TASK REQUIREMENTS:
Of all the entries below, only the lines from the one with "Category: bush" up to and including the one with "Category: bridge" are to be duplicated exactly.

RECORDS FOR PROCESSING:
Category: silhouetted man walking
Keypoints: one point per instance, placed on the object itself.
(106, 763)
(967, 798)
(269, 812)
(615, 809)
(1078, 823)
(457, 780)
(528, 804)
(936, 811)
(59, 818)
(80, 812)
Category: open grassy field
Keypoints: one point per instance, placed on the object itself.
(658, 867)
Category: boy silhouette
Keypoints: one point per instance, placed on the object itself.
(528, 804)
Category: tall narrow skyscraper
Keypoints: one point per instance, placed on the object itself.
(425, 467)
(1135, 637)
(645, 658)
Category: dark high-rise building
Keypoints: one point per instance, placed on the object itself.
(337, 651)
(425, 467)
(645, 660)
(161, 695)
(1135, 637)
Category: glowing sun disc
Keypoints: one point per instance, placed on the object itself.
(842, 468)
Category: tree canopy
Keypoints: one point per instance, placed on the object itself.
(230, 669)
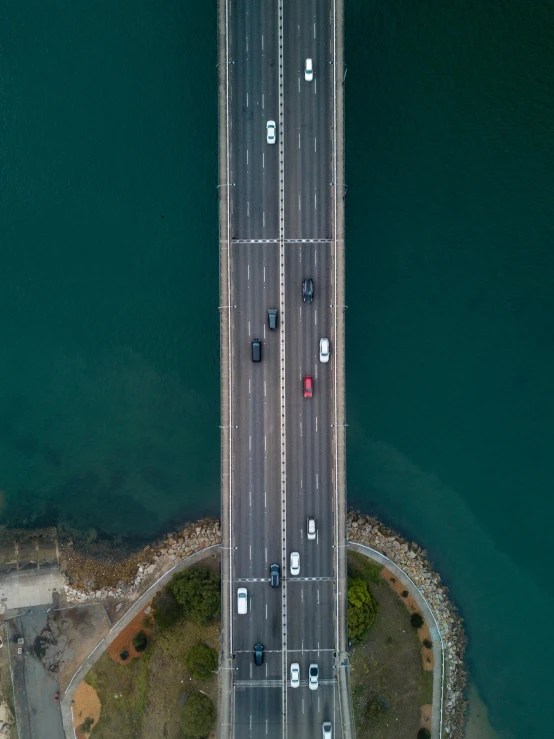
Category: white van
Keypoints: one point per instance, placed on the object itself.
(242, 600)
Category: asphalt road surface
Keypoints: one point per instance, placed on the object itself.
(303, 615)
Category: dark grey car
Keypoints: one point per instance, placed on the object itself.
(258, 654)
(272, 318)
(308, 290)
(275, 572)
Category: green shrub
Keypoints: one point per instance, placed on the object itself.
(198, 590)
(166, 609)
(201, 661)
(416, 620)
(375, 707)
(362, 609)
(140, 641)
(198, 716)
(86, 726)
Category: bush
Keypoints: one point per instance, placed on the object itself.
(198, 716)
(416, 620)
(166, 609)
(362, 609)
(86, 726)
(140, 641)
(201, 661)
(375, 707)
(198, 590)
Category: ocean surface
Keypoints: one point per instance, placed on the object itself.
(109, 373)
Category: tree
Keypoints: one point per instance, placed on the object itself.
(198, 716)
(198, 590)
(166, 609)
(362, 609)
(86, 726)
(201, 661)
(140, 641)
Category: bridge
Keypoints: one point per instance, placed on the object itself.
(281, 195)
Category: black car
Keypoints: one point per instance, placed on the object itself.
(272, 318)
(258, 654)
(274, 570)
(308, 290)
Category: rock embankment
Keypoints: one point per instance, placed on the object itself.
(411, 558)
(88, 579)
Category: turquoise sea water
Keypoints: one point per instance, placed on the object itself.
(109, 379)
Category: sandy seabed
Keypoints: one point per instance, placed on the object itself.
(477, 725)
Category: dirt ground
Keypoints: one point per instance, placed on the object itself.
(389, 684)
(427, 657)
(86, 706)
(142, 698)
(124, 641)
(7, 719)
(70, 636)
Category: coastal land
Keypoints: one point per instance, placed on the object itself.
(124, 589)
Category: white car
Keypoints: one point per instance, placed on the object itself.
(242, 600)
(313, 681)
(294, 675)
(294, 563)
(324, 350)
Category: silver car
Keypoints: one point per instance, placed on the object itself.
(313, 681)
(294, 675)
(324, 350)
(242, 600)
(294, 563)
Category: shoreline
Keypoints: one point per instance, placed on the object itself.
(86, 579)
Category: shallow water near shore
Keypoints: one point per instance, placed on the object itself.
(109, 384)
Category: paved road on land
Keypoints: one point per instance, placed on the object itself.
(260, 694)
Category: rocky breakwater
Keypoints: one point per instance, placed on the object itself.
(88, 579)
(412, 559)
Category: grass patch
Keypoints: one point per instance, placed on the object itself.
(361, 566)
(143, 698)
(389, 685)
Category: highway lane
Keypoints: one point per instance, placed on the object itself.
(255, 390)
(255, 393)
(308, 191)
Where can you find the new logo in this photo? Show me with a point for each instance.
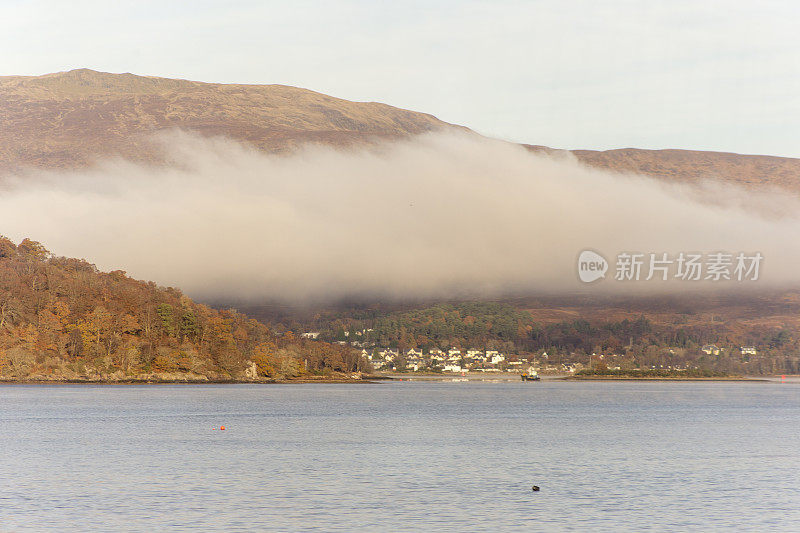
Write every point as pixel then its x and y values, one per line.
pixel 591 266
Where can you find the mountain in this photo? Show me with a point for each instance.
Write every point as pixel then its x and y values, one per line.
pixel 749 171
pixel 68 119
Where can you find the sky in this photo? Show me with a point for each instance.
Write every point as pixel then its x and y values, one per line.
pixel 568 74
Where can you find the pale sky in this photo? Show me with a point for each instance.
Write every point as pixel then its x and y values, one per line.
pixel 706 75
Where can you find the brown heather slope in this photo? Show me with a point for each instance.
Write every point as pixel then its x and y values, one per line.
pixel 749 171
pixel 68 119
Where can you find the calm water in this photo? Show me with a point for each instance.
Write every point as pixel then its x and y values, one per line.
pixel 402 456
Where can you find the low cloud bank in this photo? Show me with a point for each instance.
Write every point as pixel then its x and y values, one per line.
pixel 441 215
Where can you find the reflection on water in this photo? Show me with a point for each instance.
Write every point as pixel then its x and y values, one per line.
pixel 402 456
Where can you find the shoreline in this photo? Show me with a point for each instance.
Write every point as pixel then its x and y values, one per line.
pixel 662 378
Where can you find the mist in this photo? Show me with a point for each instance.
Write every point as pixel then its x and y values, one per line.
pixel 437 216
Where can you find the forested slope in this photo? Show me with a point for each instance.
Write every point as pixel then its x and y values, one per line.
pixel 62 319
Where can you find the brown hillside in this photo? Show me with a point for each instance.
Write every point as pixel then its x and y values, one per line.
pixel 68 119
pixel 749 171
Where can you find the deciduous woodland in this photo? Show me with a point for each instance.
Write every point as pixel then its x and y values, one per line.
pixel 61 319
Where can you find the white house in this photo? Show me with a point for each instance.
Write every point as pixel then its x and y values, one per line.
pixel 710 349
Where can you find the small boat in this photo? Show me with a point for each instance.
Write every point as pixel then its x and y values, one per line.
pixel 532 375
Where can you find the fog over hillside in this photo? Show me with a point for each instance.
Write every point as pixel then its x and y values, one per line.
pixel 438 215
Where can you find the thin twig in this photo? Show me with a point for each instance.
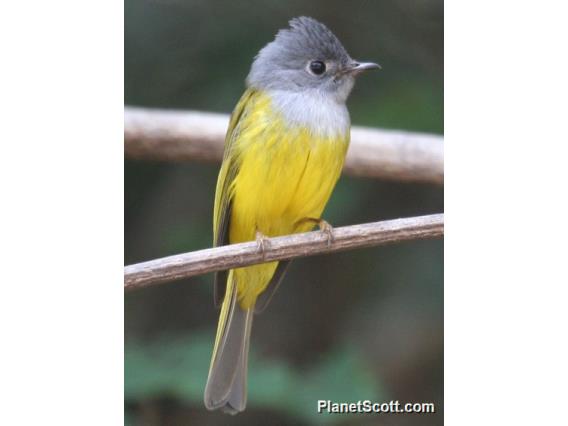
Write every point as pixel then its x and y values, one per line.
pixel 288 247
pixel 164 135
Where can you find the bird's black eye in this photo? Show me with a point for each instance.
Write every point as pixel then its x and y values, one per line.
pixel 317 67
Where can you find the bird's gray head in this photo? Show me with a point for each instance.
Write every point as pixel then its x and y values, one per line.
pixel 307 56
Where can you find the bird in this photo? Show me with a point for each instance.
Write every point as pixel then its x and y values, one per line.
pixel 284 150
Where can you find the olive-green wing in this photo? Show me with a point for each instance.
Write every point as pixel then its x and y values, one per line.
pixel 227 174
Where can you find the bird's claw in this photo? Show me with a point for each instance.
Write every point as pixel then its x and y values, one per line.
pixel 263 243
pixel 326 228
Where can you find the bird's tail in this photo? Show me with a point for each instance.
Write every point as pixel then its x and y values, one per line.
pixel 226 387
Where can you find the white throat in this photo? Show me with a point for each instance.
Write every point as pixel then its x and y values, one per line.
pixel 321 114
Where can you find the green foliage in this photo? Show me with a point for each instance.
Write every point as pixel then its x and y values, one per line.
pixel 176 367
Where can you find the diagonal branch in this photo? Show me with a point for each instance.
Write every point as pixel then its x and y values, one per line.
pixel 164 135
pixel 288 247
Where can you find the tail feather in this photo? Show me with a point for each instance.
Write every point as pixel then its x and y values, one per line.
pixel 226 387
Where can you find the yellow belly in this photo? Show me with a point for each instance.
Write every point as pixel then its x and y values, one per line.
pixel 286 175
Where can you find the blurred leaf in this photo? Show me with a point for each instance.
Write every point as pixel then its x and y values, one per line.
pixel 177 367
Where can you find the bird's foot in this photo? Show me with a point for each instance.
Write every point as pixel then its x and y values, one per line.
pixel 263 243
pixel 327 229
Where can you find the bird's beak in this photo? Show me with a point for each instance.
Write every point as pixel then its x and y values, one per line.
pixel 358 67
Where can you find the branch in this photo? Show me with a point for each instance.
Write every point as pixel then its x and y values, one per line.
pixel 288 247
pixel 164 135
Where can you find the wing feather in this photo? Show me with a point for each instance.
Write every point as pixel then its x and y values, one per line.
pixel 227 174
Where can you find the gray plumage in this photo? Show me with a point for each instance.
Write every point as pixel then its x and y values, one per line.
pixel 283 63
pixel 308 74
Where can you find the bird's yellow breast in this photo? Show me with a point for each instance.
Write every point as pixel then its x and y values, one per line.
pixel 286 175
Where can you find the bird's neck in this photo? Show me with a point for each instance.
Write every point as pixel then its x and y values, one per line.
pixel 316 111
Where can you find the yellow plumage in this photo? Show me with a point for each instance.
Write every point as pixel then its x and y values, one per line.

WRITTEN REPLY:
Category: bush
Keypoints: one point per instance, placed on the object itself.
(198, 716)
(416, 620)
(166, 609)
(362, 609)
(86, 726)
(140, 641)
(201, 661)
(375, 707)
(198, 590)
Category: ocean surface
Keypoints: one point per instance, placed on the object itself.
(109, 373)
Category: tree
Keypoints: one point per instance, placed on the object itself.
(198, 716)
(198, 590)
(166, 609)
(362, 609)
(86, 726)
(201, 661)
(140, 641)
Category: bridge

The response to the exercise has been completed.